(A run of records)

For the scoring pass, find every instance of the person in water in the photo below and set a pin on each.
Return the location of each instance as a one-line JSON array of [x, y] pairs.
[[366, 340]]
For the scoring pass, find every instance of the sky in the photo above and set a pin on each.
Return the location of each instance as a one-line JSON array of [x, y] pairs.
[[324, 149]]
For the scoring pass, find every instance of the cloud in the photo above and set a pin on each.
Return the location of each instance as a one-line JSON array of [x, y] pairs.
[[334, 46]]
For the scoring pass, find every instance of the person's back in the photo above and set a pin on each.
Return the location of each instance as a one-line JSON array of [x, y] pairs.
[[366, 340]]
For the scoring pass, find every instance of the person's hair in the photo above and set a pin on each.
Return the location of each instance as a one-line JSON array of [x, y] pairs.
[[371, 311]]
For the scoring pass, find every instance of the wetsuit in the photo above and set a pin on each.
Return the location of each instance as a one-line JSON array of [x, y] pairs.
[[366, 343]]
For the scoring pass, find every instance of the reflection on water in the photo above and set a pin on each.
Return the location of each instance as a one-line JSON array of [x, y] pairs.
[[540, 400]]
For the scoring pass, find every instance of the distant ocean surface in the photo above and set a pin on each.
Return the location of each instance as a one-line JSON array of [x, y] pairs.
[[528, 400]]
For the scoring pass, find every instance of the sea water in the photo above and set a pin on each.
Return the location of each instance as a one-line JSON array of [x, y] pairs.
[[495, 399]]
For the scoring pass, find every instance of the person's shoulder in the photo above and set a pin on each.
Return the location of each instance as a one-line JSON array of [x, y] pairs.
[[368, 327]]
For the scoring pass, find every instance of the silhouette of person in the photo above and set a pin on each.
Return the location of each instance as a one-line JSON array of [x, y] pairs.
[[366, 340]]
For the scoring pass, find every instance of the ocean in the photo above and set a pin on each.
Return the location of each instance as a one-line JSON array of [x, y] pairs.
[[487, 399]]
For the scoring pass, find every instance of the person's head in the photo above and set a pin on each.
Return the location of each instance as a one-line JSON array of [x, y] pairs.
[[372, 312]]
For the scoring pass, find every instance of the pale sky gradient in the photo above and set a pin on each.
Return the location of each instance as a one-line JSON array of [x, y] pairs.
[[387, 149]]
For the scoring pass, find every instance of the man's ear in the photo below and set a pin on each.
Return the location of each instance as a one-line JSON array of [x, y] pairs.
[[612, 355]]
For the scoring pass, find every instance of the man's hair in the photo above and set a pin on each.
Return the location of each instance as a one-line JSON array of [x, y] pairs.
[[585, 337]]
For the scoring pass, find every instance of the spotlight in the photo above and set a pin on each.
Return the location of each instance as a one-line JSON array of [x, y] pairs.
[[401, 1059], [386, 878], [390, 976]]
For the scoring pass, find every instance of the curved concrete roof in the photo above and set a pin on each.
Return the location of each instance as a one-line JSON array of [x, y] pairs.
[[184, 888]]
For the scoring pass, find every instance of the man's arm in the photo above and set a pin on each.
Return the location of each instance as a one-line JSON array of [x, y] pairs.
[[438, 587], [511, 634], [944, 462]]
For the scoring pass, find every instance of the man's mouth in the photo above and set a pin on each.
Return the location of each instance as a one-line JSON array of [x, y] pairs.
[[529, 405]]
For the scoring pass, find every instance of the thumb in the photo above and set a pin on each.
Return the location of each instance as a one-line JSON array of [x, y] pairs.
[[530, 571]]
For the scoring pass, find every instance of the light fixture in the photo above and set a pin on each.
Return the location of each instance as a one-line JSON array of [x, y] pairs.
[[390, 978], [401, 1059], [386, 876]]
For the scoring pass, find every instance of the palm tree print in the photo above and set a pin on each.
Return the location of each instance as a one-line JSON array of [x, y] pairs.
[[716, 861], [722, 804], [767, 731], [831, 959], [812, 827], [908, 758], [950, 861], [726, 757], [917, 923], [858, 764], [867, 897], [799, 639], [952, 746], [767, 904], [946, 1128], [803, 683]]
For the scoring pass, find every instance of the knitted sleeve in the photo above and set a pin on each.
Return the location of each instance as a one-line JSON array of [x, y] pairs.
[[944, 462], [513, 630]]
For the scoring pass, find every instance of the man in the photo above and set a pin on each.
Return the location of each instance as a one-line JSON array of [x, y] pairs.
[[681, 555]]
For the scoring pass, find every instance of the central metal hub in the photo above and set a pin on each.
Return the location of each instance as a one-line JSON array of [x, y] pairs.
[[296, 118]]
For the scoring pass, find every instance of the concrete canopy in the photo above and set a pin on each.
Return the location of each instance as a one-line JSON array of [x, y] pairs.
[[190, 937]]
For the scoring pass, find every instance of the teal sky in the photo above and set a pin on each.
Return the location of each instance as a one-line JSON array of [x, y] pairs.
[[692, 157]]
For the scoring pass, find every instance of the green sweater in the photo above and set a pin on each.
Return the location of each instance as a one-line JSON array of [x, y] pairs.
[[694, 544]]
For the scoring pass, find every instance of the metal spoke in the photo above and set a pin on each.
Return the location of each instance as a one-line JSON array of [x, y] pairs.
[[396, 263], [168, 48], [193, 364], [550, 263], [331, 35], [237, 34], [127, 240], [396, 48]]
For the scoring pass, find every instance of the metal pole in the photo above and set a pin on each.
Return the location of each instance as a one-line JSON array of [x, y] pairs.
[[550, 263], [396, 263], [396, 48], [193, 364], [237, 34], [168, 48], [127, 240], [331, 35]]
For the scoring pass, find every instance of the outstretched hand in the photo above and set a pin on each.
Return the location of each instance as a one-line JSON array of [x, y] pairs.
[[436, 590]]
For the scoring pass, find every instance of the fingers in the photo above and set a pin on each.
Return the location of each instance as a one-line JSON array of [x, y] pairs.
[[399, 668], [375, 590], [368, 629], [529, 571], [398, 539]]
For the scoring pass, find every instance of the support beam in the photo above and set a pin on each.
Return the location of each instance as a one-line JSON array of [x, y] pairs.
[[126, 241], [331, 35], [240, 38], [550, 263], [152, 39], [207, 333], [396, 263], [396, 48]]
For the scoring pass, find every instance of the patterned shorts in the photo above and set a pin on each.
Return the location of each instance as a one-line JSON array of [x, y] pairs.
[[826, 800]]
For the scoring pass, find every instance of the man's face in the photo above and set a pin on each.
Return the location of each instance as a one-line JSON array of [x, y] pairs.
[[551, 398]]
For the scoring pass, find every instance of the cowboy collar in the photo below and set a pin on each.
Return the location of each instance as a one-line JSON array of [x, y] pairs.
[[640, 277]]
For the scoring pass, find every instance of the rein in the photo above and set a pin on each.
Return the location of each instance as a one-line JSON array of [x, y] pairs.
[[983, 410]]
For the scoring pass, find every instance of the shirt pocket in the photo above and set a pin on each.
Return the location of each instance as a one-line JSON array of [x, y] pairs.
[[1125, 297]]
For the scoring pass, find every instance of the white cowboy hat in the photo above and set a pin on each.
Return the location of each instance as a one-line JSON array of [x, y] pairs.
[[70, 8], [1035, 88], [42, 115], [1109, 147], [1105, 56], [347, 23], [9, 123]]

→ Directive
Edit the records above so that "scoring pass" becomes "review pass" everywhere it appears, keeping every other word and mark the same.

→ Final result
For the review pass, find every instance of the person in water in the photo below and set a pin on each.
Return the location of each instance as a one-line JSON array of [x, y] pairs.
[[366, 340]]
For the review pass, find every instance of the sky in the photo above and set a pin on each.
Return the location of each instance as a one-line JSON array of [x, y] pairs.
[[324, 149]]
For the review pass, find every instance of the cloud in the photo above and set a pin on each.
Return the location of each instance as a one-line JSON array of [x, y] pairs.
[[334, 46]]
For the review pass, find every instance of the person's back in the photo above and set a pin on each.
Return the location of each instance as a one-line JSON array of [x, y] pairs.
[[366, 340]]
For the review pass, find every instance of the person's hair in the photo above and set a pin on each.
Return the location of each instance as a one-line JSON array of [x, y] pairs.
[[371, 311]]
For the review pass, find every instance of the wetsuit in the photo above and set a pin on each.
Return the location of each instance as a one-line JSON array of [x, y] pairs.
[[366, 343]]
For the review pass, find every instance of the reflection on water in the photo above and set a pin on each.
Return the location of each instance as a one-line JSON array of [x, y] pairs.
[[540, 400]]
For the review pass, find every instance of the distant ocean surface in the photo above and set a pin on each.
Return the location of each instance as a one-line JSON array of [x, y] pairs.
[[528, 400]]
For the review pass, find every instance of the sea water in the photo above and set a pin on each.
Return the location of each instance as a one-line JSON array of [x, y] pairs.
[[495, 399]]
For the review pass, find every instance of the person's shoulder in the photo above and set a pin on each.
Return the location of each instance as a one-line JSON array of [x, y] pairs.
[[368, 327]]
For the review pass, find every instance of the silhouette of person in the photo above and set a pin on each.
Return the location of each instance as a one-line JSON array of [x, y] pairs.
[[366, 340]]
For the review pass, find every instance of the ocean in the photo above and set a pin on each.
Return the location of each instance as a one-line JSON array of [x, y] pairs.
[[487, 399]]
For the review pass, find every instance of the person's head in the photo above and set a pin on each.
Return the location of each instance as a one-line JSON array of [x, y] pairs.
[[372, 312]]
For the review pass, find every instance of the pale sky gradient in the photo above and set a pin on each.
Return the location of each instance as a one-line JSON array of [x, y] pairs.
[[387, 149]]
For the review pass, find every instance of the man's ear in the photo below and set a pin on each.
Return the location of each instance as a one-line JSON array of [x, y] pairs.
[[612, 355]]
For the review pass, find every instance of the man's hair in the photo above and set a pin on each.
Return the location of each instance as a one-line JSON array of [x, y] pairs.
[[585, 337]]
For the review pass, find every instance of the spotlight in the photo above and set a pin on each.
Return the location of each instance as a one-line JSON array of [x, y] pairs.
[[401, 1059], [386, 878], [390, 976]]
For the review pass, find every instance of the curved concrete roof in the photo above and set a pin on each.
Return the location of each instance as a one-line JSON array of [x, y] pairs.
[[184, 888]]
For the review pass, find every instance of the man's arm in the photo above and set a pin on each.
Return the location of each instance as a one-line JSON array of [x, y] pairs.
[[438, 587], [511, 634], [944, 462]]
For the review pass, find every instance of the man's mouth in the photo above and set a pin on each.
Return the location of each instance as a one-line JSON array of [x, y] pairs.
[[529, 405]]
For the review pass, find every instance of the thumb in the photo above and set a pin on each.
Return the location of each instance as a one-line JSON array of [x, y] pairs.
[[530, 571]]
For the review pass, find every instance of the light fixture in the photo above and set a pin on each.
Return the location of each instance as a one-line JSON array of [x, y] pairs.
[[390, 978], [401, 1059], [386, 876]]
For the review pass, find every instance of the palm tree print in the photo above and set a pin on each.
Return the location of each instance as a one-line JSON array of [x, y] pairs.
[[716, 861], [722, 804], [767, 731], [831, 959], [812, 827], [908, 758], [950, 861], [726, 757], [917, 923], [858, 764], [867, 897], [799, 639], [952, 746], [767, 904], [946, 1128], [803, 683]]
For the review pass, find every instance of the knitted sleeve in the photo above and set a pin on each.
Return the location of each instance as a one-line JSON array of [x, y] pairs.
[[944, 462], [513, 630]]
For the review pass, find every instance of the man in the photo above and set a pin on each.
Return the location of each instance as a one-line JSON array of [x, y] pairs.
[[681, 555]]
For the review pass, find every instance of the central metal hub in the photo above and set a pin on each.
Return the location of each instance as a one-line JSON array of [x, y] pairs.
[[296, 118]]
For the review pass, find every instance of the concrete canopy in the photo above and set a pin on each.
Return the location of each instance as a one-line JSON array of [x, y] pairs.
[[190, 937]]
For the review pass, find every instance of the teal sky in the photo above and set a pin on each.
Return the location of each instance as a one-line JSON array of [x, y] pairs.
[[692, 157]]
For the review pass, find every instance of the green sweater in the photo above and set a pin on each.
Return the location of each instance as a one-line JSON array of [x, y] pairs.
[[694, 544]]
For the review pass, find every instance of the metal spoke in the photo above and set a pin on each.
Return the location of each instance as a one-line JSON array of [x, y] pairs.
[[396, 263], [168, 48], [193, 364], [550, 263], [331, 35], [237, 34], [127, 240], [396, 48]]
For the review pass, find every instance of the metal pole in the photo above and set a pin on each.
Return the location of each instance as a one-line JSON array of [x, y] pairs.
[[550, 263], [396, 263], [396, 48], [193, 364], [237, 34], [168, 48], [127, 240], [331, 35]]
For the review pass, find every instance of the outstretched hand in the photo above and set a pin on each.
Return the location of each instance as a one-line JSON array of [x, y] pairs.
[[436, 590]]
For the review pass, find every instance of the fingers in the photo above and set a pin on each.
Return the location of each instance as a one-line JSON array of [x, y] pairs.
[[399, 668], [375, 590], [368, 629], [529, 571], [398, 539]]
For the review pass, find every instance of the support beam in the photo above and set a pin on each.
Return the location of each instance as a one-line JSON array of [x, y] pairs.
[[126, 241], [331, 35], [240, 38], [550, 263], [152, 39], [207, 333], [396, 263], [396, 48]]
For the review pass, find every instance of the patterned shorts in the photo above and set a pin on each.
Return the location of each instance as a one-line JSON array of [x, y] pairs.
[[826, 800]]
For the review pass, find every instance of the man's face in the photo above and set a pin on each.
Return the location of each instance as a one-line JSON array of [x, y] pairs.
[[551, 398]]
For the review pass, find every instance of the cowboy collar in the photo below and set a pin on each.
Return the location of each instance as a one-line JSON array of [x, y] pairs.
[[640, 277]]
For the review pass, find every instance of the rein in the photo above and set a pin on each.
Return the location of each instance as a one-line JSON array of [x, y] pairs.
[[983, 410]]
For the review pass, find every instance of the shirt pocket in the photo above and set a pin on each.
Return the location of each instance as a one-line JSON array of [x, y] pairs.
[[1125, 297]]
For the review pass, find every instance of the white cowboy hat in the photo above and set a pin on each.
Return the location of each instance as a one-line JSON array of [x, y] pairs.
[[70, 8], [1035, 88], [42, 115], [1109, 147], [1105, 56], [347, 23], [9, 123]]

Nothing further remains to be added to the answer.